▸ Task brief
Please return each row below that contains the word "metal".

▸ Input for this task
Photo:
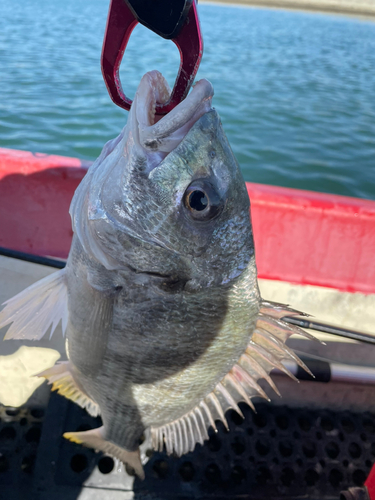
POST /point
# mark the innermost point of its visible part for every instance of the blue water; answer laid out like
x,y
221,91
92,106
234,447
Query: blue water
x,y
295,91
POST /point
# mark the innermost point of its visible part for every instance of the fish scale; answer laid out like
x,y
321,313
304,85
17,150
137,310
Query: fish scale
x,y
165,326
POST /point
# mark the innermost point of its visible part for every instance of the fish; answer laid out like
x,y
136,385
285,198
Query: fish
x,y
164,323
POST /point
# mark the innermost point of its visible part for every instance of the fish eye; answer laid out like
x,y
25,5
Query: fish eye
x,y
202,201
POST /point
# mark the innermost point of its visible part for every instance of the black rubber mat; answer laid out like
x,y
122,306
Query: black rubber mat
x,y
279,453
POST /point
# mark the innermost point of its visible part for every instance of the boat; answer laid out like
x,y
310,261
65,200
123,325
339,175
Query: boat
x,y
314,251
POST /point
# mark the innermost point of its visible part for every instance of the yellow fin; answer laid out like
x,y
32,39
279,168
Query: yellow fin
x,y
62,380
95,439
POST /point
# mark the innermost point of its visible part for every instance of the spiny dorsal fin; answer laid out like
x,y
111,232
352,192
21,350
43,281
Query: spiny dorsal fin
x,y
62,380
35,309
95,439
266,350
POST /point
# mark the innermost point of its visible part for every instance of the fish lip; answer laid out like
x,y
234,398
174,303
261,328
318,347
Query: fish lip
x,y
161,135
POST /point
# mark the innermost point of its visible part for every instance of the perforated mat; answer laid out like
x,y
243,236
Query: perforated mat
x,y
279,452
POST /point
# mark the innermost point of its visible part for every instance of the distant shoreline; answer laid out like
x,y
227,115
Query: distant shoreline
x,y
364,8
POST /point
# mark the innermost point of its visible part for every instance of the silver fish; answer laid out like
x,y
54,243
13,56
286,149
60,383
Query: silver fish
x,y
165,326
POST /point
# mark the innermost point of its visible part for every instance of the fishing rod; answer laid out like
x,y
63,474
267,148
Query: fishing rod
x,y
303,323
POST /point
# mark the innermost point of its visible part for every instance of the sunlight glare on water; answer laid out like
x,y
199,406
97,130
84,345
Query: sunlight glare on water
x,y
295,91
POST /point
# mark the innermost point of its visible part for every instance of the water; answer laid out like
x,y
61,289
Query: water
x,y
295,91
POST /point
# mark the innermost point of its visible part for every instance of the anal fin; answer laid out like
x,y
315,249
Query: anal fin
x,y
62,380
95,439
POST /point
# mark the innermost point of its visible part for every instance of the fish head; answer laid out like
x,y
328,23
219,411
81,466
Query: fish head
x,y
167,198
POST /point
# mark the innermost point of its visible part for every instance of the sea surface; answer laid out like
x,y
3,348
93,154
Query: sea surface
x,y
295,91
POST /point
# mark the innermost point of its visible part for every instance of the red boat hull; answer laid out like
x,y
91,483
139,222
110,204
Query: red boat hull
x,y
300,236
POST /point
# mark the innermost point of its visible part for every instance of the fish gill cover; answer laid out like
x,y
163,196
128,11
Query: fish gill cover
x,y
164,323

---

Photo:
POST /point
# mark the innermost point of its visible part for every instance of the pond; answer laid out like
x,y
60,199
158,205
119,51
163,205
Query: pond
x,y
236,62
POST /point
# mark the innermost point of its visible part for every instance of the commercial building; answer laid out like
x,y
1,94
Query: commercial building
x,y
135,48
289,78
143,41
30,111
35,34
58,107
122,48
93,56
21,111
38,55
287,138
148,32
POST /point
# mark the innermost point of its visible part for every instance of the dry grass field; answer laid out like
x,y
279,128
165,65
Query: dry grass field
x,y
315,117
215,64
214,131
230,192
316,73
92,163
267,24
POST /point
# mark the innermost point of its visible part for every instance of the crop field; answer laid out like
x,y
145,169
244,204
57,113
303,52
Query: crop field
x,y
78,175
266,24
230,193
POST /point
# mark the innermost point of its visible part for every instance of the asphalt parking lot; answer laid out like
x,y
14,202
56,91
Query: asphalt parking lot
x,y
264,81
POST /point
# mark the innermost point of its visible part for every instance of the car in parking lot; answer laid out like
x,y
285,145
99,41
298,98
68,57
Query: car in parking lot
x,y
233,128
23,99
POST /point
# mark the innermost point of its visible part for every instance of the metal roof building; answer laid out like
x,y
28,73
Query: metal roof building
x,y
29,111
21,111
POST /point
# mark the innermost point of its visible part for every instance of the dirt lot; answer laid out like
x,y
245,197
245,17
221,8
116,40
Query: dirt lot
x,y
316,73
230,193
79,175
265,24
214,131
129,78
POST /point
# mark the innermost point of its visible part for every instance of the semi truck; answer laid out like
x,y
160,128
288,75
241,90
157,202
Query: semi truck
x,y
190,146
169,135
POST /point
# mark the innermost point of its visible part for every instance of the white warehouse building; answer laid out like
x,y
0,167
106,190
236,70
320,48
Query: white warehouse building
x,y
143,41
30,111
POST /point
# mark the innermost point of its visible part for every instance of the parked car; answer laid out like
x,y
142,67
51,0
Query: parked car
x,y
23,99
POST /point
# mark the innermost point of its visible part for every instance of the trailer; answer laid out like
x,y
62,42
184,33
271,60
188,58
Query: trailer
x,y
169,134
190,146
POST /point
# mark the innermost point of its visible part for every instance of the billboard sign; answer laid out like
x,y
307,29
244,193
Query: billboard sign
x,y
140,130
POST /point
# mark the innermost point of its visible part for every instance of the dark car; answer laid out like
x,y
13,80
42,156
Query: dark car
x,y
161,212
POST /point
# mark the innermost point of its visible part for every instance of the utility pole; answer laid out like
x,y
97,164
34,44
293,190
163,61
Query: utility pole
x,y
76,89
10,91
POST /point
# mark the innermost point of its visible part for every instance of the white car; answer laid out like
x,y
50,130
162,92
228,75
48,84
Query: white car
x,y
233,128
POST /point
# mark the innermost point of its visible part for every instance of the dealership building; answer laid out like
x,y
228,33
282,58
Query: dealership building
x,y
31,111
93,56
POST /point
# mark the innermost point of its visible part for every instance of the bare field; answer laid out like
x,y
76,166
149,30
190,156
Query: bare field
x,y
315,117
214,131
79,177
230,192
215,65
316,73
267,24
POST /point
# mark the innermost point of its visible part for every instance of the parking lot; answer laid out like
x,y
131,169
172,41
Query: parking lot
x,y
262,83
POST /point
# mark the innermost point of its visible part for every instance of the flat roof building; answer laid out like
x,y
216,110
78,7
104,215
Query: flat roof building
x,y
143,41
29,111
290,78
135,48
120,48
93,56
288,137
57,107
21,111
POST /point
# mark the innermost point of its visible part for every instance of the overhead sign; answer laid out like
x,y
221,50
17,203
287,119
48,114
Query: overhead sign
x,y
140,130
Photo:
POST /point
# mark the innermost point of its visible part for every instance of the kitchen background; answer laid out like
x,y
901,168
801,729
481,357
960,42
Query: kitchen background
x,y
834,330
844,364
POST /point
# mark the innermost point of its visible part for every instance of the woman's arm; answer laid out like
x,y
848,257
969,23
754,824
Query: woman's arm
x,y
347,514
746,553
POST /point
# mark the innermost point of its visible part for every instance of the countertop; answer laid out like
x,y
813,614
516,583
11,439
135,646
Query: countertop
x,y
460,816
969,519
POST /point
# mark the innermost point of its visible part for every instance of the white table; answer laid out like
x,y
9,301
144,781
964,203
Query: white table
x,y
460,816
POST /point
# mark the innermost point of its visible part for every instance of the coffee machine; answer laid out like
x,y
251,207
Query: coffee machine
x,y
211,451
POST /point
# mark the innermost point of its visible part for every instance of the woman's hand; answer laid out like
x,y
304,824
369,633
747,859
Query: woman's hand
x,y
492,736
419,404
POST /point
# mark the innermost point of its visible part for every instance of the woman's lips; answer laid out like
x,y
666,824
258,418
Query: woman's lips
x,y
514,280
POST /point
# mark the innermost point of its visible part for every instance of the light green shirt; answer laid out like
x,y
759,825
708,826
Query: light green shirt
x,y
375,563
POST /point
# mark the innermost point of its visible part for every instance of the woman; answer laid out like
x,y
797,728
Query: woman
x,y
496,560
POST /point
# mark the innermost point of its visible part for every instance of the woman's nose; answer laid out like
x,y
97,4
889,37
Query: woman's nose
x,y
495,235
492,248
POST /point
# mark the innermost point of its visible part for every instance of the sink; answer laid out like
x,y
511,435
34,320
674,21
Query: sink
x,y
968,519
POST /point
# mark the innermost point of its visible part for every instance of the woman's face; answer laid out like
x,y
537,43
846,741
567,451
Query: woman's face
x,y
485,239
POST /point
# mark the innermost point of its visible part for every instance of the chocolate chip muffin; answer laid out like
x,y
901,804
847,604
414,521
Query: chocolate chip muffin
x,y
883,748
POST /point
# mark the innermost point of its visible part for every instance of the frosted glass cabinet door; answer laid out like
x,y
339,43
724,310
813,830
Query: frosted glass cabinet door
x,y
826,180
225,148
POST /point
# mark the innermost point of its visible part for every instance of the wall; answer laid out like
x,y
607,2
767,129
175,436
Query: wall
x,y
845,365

▸ Completed task
# mark the innermost point of its visible part for every instance of the metal roof building; answer laid out like
Query: metal roof building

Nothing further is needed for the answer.